* Start Excerpt provided *

Note though, that my project will only provide the infrastructure for all this: the format, reading, transforming and merging collections of data about Clojure APIs, and packaging and distribution. Also, of course, an architecture and tools that allow people to write arbitrary extensions. Two examples of things people have asked for: structured examples in the code. The extension could extract and run them to make sure that what is written corresponds with reality. (I imagine something like Python's doctest.) And declaring the markup language a docstring uses. Documentation generators could take this into account when rendering docstrings to HTML.
LC: Does this mean someone could provide their own documentation for
clojure.core that could be, for instance, tuned for beginners, that anyone could add to their IDE?
RM: Yes, that's a nice scenario. Let's say it's Dorothy the Documenter who wants to write beginner docs. She's plowing through clojure.core alphabetically, has reached M and now wants to document map. Here's what Dorothy might write:
["org.clojure" "clojure" "1.7.0" "clj" "clojure.core" "map"] map is a funny function. It lets you reverse every word in a list of words. Example: user=> (map string/reverse ["warbler" "sheep" "jellyfish"]) ("relbraw" "peehs" "hsifyllej")
The first line tells us that the documentation is for the function map in clojure.core in the JVM Clojure code of Clojure version 1.7.0. A few hours later, Dorothy has finished take-while and taken a break. She feeds these files into a little program, which parses them into a data structure compatible with the library I'm developing, checks that the examples are correct, merges it with the existing docs, packages and uploads it as
Then Alfred the Imperative, who is dipping his toes in Clojure, can load
org.dorodocs/sane-clojure into his IDE, which hopefully supports datadoc JARs. (Cider already has support for Clojure Grimoire, for example.)
Of course, Dorothy could also skip the parsing and write the docs in the proper format in EDN. And she could skip the merging and leave it up to the documentation browser which bits of documentation it displays for a given function or namespace.
By the way, I guess Dorothy was having a bit of a low there halfway through
clojure.core. Normally her writing is less frivolous.

* End Excerpt provided *
* Start Data entries *

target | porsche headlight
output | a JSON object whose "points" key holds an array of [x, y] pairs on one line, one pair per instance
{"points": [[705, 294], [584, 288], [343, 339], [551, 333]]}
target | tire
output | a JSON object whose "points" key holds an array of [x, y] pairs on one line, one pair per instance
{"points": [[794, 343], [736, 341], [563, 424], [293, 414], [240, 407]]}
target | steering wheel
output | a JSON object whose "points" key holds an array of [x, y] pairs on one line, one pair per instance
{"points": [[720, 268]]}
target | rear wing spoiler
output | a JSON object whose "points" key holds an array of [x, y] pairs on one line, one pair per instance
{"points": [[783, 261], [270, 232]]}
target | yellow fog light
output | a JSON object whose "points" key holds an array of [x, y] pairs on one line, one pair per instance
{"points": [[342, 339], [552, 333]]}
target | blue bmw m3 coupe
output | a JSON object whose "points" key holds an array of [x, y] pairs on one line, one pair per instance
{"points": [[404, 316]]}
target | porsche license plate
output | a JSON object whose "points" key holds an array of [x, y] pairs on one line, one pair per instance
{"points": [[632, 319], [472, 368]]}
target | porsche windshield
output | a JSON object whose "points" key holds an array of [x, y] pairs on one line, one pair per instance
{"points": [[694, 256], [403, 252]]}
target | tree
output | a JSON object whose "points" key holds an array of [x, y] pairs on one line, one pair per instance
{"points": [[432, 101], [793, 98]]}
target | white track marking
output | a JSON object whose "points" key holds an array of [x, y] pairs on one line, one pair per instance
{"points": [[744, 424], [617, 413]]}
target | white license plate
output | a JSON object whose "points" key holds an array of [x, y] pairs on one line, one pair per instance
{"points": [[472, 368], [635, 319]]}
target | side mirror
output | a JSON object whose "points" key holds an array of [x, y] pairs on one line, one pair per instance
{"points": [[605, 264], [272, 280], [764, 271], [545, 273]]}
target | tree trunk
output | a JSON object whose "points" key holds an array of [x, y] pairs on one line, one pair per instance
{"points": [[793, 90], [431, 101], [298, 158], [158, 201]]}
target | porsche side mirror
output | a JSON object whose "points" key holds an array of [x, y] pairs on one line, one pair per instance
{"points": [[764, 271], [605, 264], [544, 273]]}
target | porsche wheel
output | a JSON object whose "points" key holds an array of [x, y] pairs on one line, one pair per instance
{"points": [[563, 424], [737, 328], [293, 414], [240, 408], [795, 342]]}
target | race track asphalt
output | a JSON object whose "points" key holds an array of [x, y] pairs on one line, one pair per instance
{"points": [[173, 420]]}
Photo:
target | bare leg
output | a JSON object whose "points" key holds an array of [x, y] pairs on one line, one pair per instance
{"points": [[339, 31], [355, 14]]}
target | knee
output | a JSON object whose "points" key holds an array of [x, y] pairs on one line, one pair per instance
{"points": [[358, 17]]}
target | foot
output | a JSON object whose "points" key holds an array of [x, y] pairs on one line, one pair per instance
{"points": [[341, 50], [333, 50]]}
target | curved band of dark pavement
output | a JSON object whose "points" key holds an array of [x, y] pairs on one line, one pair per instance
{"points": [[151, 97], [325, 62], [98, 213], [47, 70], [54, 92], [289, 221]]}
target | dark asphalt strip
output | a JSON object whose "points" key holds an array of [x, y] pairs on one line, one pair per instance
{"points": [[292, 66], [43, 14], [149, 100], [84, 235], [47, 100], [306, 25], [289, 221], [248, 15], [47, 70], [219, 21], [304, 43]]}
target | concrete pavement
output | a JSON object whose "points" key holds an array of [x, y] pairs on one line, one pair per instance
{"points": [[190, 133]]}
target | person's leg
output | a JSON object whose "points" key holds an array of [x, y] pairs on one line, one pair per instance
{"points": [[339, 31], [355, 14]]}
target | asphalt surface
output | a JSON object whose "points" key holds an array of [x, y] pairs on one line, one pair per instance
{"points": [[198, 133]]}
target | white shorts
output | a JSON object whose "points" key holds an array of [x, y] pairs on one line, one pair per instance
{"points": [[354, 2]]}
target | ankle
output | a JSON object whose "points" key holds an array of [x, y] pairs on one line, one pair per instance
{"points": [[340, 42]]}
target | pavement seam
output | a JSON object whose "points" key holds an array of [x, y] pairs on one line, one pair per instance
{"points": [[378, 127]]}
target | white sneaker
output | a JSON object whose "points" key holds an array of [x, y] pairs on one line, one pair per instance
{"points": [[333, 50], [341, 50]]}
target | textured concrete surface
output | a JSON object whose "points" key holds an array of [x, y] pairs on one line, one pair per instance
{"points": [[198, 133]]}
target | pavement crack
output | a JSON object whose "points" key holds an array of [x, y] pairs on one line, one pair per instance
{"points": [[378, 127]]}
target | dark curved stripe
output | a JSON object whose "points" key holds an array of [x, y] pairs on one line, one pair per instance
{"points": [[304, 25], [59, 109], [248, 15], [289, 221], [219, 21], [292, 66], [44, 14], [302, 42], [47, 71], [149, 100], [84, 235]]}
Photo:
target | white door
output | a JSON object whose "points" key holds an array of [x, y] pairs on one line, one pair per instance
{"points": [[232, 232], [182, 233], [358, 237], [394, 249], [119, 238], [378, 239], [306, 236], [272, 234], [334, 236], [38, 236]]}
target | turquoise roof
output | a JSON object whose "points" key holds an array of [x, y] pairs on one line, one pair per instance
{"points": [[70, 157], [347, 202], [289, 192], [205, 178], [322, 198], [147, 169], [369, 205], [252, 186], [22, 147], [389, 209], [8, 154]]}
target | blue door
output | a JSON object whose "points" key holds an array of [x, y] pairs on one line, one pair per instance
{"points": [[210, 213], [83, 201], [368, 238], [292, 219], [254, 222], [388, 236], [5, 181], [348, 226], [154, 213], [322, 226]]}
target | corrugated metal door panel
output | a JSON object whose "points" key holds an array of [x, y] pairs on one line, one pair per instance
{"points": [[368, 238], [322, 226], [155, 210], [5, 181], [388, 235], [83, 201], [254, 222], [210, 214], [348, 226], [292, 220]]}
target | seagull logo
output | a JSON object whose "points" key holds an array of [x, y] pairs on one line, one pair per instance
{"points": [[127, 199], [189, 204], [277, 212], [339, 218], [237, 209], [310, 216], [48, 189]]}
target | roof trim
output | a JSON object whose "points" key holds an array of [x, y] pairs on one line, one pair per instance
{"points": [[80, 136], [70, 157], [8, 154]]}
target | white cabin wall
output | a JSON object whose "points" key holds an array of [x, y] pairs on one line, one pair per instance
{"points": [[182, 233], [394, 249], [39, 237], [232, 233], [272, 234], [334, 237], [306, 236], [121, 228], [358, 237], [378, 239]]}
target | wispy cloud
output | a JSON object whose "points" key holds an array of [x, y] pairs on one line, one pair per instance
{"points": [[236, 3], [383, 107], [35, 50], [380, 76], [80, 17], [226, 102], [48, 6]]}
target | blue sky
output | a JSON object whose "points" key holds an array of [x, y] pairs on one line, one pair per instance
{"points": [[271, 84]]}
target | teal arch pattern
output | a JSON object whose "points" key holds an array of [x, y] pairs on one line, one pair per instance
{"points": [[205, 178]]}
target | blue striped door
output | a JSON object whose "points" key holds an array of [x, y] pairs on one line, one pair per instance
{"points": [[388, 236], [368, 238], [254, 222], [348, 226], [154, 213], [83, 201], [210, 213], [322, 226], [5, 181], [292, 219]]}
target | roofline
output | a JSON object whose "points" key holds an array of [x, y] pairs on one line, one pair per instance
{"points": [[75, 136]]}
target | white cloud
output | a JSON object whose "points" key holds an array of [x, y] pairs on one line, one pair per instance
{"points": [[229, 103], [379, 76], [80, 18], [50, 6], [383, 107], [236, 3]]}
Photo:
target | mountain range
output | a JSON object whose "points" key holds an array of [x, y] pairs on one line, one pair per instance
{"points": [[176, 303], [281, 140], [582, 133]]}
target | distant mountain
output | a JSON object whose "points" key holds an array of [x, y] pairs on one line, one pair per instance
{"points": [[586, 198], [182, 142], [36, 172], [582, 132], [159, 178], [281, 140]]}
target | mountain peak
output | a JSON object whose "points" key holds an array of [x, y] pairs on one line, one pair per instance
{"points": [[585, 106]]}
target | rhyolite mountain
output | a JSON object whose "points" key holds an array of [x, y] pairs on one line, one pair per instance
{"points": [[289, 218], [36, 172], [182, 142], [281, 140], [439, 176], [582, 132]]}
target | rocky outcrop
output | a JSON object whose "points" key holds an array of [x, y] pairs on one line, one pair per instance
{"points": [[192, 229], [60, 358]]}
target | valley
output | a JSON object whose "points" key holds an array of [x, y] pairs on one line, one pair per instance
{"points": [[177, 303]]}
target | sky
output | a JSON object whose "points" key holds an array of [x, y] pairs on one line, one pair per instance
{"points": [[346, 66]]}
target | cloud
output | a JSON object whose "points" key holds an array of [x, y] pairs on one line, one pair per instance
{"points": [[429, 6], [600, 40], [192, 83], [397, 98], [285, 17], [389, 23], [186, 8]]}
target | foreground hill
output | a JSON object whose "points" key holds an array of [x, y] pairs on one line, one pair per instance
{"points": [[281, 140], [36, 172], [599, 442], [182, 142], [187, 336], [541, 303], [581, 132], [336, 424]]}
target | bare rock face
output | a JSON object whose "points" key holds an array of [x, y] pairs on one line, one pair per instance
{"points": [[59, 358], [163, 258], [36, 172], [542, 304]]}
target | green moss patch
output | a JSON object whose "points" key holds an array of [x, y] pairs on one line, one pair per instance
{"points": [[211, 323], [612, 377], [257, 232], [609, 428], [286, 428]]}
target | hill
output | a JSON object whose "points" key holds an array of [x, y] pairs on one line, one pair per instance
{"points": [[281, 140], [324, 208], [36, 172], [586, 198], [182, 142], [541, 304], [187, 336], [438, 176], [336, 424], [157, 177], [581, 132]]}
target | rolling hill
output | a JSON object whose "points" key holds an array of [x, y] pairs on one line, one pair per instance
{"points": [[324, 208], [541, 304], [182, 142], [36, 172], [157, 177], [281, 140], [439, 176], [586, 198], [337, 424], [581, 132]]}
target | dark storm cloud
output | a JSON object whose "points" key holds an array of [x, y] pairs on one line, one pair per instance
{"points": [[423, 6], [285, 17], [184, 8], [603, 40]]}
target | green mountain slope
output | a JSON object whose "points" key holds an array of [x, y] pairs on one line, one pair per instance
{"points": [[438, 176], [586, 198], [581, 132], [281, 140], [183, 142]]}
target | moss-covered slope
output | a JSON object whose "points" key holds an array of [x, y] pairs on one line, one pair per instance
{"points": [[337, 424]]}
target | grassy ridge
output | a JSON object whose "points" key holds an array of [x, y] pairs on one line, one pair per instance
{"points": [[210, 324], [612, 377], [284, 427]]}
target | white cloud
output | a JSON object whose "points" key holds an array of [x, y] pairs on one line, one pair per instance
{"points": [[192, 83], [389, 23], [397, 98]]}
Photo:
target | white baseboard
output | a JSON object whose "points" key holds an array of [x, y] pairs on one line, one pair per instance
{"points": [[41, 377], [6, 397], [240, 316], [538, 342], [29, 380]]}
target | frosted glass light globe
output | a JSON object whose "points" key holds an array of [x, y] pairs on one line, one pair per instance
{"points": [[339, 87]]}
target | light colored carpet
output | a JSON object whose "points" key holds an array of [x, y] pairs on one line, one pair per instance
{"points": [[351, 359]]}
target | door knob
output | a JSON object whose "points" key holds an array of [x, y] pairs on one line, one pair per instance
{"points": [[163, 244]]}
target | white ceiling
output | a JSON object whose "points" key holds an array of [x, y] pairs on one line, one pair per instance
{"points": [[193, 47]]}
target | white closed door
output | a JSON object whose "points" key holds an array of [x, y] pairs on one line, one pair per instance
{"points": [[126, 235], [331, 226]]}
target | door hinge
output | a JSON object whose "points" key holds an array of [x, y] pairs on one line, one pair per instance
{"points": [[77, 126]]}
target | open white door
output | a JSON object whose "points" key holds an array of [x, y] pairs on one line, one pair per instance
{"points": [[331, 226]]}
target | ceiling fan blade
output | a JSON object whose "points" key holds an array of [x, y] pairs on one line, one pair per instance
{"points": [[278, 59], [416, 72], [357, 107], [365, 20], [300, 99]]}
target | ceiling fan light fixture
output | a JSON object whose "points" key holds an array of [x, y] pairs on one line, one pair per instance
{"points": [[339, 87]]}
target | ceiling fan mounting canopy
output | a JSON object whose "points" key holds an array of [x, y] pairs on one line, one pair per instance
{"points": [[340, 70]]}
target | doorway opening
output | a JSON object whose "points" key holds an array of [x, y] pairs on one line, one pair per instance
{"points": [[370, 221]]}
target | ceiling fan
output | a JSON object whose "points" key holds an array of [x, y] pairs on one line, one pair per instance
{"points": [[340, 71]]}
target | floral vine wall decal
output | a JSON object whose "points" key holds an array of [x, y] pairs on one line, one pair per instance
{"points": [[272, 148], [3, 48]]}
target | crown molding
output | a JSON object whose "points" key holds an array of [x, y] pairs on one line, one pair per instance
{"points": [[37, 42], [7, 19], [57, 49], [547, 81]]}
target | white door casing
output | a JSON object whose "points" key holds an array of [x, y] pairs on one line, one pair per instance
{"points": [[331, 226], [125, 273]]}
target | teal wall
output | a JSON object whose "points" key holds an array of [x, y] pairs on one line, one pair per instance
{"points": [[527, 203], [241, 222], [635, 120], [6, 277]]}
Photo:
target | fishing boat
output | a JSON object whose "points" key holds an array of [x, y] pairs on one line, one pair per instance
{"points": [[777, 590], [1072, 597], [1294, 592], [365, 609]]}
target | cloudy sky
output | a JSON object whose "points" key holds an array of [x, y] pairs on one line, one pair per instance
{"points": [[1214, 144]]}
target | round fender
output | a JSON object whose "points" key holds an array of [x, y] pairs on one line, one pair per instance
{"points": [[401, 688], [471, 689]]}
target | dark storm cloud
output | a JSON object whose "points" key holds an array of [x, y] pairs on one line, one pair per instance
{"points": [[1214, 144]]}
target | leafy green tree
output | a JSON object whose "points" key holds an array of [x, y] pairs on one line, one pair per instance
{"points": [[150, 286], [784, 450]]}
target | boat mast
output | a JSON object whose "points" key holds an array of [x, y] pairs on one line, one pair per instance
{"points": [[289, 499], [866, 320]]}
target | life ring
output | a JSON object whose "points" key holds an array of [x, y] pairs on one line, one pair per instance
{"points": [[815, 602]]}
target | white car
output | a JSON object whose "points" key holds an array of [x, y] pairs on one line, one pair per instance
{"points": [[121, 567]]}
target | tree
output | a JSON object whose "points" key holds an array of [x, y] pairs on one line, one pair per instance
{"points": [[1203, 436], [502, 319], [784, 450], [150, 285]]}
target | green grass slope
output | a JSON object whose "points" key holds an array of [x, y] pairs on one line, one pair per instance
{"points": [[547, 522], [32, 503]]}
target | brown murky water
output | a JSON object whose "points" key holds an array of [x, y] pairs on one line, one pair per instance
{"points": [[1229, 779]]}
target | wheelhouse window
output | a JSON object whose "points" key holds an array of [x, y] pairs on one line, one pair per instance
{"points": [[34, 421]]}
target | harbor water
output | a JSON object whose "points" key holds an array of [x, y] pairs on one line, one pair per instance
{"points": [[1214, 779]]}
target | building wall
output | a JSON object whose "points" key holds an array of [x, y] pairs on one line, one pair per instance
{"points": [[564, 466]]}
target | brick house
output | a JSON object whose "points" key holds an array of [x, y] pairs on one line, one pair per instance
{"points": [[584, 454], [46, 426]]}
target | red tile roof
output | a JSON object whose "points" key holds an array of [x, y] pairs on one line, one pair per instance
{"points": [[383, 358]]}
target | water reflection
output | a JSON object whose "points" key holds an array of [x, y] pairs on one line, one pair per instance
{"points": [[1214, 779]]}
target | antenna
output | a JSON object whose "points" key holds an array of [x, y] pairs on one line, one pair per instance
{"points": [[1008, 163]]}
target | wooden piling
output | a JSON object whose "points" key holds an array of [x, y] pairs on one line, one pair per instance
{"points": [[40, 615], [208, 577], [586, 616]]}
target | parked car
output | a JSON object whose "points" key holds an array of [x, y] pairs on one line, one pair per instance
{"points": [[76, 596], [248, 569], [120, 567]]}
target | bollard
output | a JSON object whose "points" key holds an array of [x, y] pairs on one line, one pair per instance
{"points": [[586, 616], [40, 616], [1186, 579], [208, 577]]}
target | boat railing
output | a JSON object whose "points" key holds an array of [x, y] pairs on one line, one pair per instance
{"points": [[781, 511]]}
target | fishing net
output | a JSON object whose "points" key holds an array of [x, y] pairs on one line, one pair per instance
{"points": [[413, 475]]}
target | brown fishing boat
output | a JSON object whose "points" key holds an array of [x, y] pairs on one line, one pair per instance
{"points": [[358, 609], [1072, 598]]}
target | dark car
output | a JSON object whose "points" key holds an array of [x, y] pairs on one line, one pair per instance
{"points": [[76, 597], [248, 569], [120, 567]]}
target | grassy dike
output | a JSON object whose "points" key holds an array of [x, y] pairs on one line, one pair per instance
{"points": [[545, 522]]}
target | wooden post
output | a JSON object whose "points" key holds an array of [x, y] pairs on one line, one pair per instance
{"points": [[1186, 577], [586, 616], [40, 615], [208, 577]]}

* End Data entries *

• Task list:
a: Reproduce the interview excerpt about Clojure documentation in full, word for word.
b: Collect every line of the records that contains the string "water", copying each one as it appears. Treat case as significant.

• Task solutions:
a:
Note though, that my project will only provide the infrastructure for all this: the format, reading, transforming and merging collections of data about Clojure APIs, and packaging and distribution. Also, of course, an architecture and tools that allow people to write arbitrary extensions. Two examples of things people have asked for: structured examples in the code. The extension could extract and run them to make sure that what is written corresponds with reality. (I imagine something like Python's doctest.) And declaring the markup language a docstring uses. Documentation generators could take this into account when rendering docstrings to HTML.
LC: Does this mean someone could provide their own documentation for
clojure.core that could be, for instance, tuned for beginners, that anyone could add to their IDE?
RM: Yes, that's a nice scenario. Let's say it's Dorothy the Documenter who wants to write beginner docs. She's plowing through clojure.core alphabetically, has reached M and now wants to document map. Here's what Dorothy might write:
["org.clojure" "clojure" "1.7.0" "clj" "clojure.core" "map"] map is a funny function. It lets you reverse every word in a list of words. Example: user=> (map string/reverse ["warbler" "sheep" "jellyfish"]) ("relbraw" "peehs" "hsifyllej")
The first line tells us that the documentation is for the function map in clojure.core in the JVM Clojure code of Clojure version 1.7.0. A few hours later, Dorothy has finished take-while and taken a break. She feeds these files into a little program, which parses them into a data structure compatible with the library I'm developing, checks that the examples are correct, merges it with the existing docs, packages and uploads it as
Then Alfred the Imperative, who is dipping his toes in Clojure, can load
org.dorodocs/sane-clojure into his IDE, which hopefully supports datadoc JARs. (Cider already has support for Clojure Grimoire, for example.)
Of course, Dorothy could also skip the parsing and write the docs in the proper format in EDN. And she could skip the merging and leave it up to the documentation browser which bits of documentation it displays for a given function or namespace.
By the way, I guess Dorothy was having a bit of a low there halfway through
clojure.core. Normally her writing is less frivolous.

b:
target | brown murky water
target | harbor water
target | water reflection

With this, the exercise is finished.